* THE PROBLEM: Every entry below should be written out again exactly.

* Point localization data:
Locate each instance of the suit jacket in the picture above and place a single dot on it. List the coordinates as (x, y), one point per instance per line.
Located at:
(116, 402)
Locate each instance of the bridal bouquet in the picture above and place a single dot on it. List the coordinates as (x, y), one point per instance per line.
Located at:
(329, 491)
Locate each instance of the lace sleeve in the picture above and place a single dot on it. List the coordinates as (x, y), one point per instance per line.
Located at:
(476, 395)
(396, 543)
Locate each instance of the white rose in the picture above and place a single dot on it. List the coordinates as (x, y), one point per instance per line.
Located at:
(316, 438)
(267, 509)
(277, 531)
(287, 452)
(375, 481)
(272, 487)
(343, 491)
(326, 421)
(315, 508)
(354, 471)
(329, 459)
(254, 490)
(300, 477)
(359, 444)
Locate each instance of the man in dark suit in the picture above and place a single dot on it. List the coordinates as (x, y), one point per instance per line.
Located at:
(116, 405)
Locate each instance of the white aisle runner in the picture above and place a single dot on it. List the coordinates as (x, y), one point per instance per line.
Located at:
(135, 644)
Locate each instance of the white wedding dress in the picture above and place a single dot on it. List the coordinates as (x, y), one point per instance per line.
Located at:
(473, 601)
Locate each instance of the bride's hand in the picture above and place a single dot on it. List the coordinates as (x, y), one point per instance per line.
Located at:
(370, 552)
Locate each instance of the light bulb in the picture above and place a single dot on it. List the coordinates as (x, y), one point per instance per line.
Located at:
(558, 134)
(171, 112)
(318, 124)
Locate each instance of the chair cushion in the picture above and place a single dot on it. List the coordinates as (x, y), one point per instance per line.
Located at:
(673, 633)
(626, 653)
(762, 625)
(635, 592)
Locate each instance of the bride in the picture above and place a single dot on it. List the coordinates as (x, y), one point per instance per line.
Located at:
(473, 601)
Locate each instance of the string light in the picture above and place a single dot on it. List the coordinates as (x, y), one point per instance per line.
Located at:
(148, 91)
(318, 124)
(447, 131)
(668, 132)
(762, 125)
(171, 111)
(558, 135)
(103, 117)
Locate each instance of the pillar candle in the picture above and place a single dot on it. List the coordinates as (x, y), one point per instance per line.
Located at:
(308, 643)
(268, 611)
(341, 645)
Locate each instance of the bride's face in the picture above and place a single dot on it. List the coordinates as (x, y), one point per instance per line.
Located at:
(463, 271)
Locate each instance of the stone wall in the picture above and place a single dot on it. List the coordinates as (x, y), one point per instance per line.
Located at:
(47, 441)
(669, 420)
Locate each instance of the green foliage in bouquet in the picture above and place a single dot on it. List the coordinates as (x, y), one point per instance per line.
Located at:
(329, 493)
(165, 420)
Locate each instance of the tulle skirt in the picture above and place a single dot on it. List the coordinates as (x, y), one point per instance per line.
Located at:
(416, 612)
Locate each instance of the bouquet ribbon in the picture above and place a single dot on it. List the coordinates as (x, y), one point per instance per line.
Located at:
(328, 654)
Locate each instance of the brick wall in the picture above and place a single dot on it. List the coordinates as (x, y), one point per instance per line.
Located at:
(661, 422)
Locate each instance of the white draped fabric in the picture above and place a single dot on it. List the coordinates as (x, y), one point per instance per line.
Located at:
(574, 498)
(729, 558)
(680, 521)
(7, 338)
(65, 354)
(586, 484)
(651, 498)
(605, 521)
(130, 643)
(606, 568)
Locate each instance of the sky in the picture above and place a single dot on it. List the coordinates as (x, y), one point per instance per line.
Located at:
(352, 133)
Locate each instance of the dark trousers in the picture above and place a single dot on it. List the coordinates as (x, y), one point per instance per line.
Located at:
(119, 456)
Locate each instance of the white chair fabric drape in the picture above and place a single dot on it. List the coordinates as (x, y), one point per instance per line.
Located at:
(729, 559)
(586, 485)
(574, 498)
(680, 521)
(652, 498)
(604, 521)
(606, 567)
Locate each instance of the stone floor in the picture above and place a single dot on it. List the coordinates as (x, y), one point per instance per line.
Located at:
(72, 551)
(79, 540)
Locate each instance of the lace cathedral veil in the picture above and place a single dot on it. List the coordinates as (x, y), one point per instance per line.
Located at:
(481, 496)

* SOLVED EXERCISE:
Locate each instance of the suit jacket in the picture above and place a single dot on it. List the coordinates as (x, y), one point per instance per line.
Located at:
(116, 402)
Locate each instance of the bridal bouquet in the picture above and place a single dot on it. List the coordinates as (x, y), one point per instance per line.
Located at:
(329, 491)
Locate each instance of the lace sleeve in the picture above and place a single dot on it. List the coordinates as (x, y), one point per instance per line.
Located at:
(476, 395)
(396, 543)
Locate each instance of the white rose in the picture above and place a single dot on it. List the coordinates as (x, y), one point per instance per line.
Located at:
(316, 438)
(267, 509)
(277, 531)
(287, 452)
(375, 481)
(272, 487)
(343, 491)
(326, 421)
(315, 508)
(354, 471)
(329, 459)
(254, 490)
(300, 477)
(359, 444)
Locate each instance of the man in dark suit in the picture above and place a single dot on it. List the coordinates as (x, y), one point per instance per line.
Located at:
(116, 405)
Locate each instance of the white aisle runner in the picture above and place a single dot on it. List the coordinates as (x, y), one point per instance per line.
Located at:
(135, 644)
Locate each instance of the white wedding dress in the picture above and place a single dot on it. List the coordinates as (x, y), one point per instance per line.
Located at:
(473, 601)
Locate each instance of the bride's hand in the picture above and place a single dot on it. List the coordinates as (x, y), one point per instance per line.
Located at:
(370, 552)
Locate each instance of the light bulb in the picture above and place a single dot on it. List the coordinates as (x, y), one point per instance per line.
Located at:
(558, 134)
(171, 112)
(318, 124)
Locate each instance of the chair cushion in the picture above and place a single dot on it. List the coordinates as (x, y), one point per instance per line.
Located at:
(673, 633)
(626, 653)
(762, 625)
(635, 592)
Locate each instance of the bride in the picture above and place a single dot on it. List the coordinates as (x, y), one point per instance per line.
Located at:
(473, 601)
Locate each instance of the string light in the picture above and place a single dot on it. List the coordinates as (x, y), one point per instance per line.
Located at:
(148, 91)
(318, 124)
(447, 131)
(668, 132)
(762, 125)
(171, 111)
(558, 135)
(103, 117)
Locate each instance of the pillar candle in the picture above and place a single dot on it. List the coordinates as (x, y), one point per instance per line.
Located at:
(308, 643)
(268, 611)
(341, 645)
Locate each instance of the bride's face in the picture above and place a single dot on it. List the coordinates as (x, y), one point per instance per line.
Located at:
(463, 271)
Locate each instance of the stone wall in the picture above and place a single dot on it. List the coordinates as (x, y), one point per instance per line.
Located at:
(47, 441)
(669, 420)
Locate each instance of the green foliage in bouquet in the picture above and place a single dot on it. List the coordinates as (x, y), one point per instance per line.
Located at:
(329, 493)
(165, 420)
Locate each instance of the tulle skirt in the picture above and place a single dot on it. List the coordinates as (x, y), one point per instance per line.
Located at:
(416, 612)
Locate each instance of the bouquet ribbon in the picture above and place a single dot on it. List the coordinates as (x, y), one point per instance per line.
Located at:
(328, 654)
Locate each instance of the brick wall in the picture above and place a single dot on it. List the coordinates as (x, y), one point per instance per line.
Located at:
(661, 422)
Locate each instance of the white draped fabric in the picture above and place a single dot on it. List the coordinates as (x, y), one point per instance per line.
Located at:
(574, 498)
(729, 558)
(680, 521)
(7, 338)
(65, 354)
(586, 484)
(651, 498)
(605, 521)
(130, 643)
(606, 568)
Locate each instance of the sky in the picture above and place a single dot on it. List the coordinates as (x, y), one point per instance per line.
Located at:
(352, 133)
Locate each instance of the dark trousers in the picture above and place a single dot on it. List the coordinates as (x, y), one point per instance per line.
Located at:
(119, 456)
Locate each instance of the white chair fabric drape in the picture above and place a single dot on it. List the coordinates as (x, y), one point per instance per line.
Located at:
(729, 559)
(586, 485)
(574, 498)
(680, 521)
(652, 498)
(604, 521)
(606, 567)
Locate each instance of the stone floor in the picture above and place a single dot on it. List the coordinates as (x, y), one point per instance per line.
Located at:
(72, 551)
(79, 540)
Locate each instance of the lace cathedral veil in the picture above and place a single dot on it. List the coordinates as (x, y), one point per instance per line.
Located at:
(481, 496)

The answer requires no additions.